Collected data –
+-------+

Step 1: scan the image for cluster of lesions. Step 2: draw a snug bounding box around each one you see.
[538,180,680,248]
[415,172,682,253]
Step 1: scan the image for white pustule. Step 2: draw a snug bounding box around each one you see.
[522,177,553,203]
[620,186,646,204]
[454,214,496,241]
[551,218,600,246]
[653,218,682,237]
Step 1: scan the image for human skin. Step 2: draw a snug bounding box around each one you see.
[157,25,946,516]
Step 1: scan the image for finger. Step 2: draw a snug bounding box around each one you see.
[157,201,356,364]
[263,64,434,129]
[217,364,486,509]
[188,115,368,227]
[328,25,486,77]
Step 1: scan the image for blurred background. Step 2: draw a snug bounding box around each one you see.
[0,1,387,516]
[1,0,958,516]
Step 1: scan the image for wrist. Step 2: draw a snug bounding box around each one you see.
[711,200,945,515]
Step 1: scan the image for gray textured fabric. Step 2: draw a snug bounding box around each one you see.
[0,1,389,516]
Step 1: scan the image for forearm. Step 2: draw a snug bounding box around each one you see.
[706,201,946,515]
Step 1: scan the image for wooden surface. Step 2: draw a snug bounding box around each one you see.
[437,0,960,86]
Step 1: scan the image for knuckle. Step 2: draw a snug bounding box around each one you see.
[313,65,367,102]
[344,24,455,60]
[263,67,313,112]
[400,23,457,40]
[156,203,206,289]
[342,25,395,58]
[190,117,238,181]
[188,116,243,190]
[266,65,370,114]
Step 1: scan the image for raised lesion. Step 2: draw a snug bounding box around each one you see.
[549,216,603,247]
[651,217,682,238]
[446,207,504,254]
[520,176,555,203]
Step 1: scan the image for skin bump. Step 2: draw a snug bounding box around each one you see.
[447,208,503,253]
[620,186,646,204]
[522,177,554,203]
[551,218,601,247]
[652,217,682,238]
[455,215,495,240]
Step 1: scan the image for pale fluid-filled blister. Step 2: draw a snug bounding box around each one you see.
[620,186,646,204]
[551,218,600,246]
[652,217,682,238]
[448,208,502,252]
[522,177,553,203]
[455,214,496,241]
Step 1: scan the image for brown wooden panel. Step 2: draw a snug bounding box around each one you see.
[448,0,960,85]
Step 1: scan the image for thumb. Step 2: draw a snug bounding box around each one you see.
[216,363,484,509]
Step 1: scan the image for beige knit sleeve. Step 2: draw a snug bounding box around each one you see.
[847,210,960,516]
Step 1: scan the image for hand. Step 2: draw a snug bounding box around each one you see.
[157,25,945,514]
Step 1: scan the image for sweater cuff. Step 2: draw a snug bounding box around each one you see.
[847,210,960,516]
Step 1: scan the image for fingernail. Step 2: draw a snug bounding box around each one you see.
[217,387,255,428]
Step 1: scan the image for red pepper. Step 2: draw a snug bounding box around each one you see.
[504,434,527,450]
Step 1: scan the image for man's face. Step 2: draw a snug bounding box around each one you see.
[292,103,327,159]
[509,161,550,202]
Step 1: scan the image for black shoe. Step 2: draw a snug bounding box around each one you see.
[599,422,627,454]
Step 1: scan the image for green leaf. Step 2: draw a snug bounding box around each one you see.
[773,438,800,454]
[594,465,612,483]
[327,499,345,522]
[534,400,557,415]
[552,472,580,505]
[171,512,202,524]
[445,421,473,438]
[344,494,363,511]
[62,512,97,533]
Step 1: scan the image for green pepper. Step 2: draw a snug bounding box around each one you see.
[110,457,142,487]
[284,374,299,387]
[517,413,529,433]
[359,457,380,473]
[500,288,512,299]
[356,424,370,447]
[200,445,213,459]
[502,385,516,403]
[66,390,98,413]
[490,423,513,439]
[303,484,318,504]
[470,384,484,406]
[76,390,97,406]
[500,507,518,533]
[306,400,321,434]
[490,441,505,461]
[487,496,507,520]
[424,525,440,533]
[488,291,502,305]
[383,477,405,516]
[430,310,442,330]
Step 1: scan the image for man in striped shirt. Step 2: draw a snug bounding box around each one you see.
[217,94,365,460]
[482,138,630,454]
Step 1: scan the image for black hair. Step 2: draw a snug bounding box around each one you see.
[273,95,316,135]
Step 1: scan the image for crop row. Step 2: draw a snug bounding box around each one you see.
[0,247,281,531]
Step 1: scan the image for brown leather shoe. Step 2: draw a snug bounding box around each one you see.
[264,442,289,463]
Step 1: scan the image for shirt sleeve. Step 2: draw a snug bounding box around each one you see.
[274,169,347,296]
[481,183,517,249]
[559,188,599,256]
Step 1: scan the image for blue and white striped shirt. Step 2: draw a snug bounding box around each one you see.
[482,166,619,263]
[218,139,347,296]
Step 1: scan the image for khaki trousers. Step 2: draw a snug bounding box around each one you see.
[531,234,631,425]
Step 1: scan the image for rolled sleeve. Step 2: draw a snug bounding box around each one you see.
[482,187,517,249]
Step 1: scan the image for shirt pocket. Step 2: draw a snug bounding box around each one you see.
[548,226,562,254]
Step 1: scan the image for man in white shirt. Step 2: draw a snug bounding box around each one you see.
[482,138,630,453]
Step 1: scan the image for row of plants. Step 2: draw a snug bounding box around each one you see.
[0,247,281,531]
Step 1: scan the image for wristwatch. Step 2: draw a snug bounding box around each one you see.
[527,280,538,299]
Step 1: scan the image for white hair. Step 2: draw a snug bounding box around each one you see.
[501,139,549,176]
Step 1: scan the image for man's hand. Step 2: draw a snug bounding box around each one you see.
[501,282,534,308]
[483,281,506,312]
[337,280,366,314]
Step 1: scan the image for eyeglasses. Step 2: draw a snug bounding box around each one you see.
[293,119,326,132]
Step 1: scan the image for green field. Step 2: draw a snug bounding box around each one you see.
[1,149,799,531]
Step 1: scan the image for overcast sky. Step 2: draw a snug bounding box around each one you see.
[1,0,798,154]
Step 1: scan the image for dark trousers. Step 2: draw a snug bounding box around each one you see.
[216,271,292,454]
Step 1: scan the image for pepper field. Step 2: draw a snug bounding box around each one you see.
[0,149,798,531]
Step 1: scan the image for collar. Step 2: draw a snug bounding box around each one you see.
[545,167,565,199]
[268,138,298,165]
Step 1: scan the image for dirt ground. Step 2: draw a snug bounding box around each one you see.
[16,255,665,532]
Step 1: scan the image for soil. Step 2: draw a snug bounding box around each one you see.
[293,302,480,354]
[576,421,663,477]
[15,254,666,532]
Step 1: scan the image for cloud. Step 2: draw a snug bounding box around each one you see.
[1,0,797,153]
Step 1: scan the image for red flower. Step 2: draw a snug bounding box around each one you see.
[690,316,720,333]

+-------+

Using the entries above, restate word for word every line from the one that contains "Step 1: scan the image for soil." through the last.

SOLVED PROBLEM –
Step 1: scan the image for soil. Step 2: draw a snug bounding box around each one you see.
[293,302,480,354]
[576,421,663,477]
[15,254,666,532]
Step 1: scan the image for cloud. Step 2: draw a snug bounding box around each one you see.
[1,0,797,153]
Step 1: scan the image for red flower. Step 2: draw a snug bounding box around each one you see.
[690,316,720,333]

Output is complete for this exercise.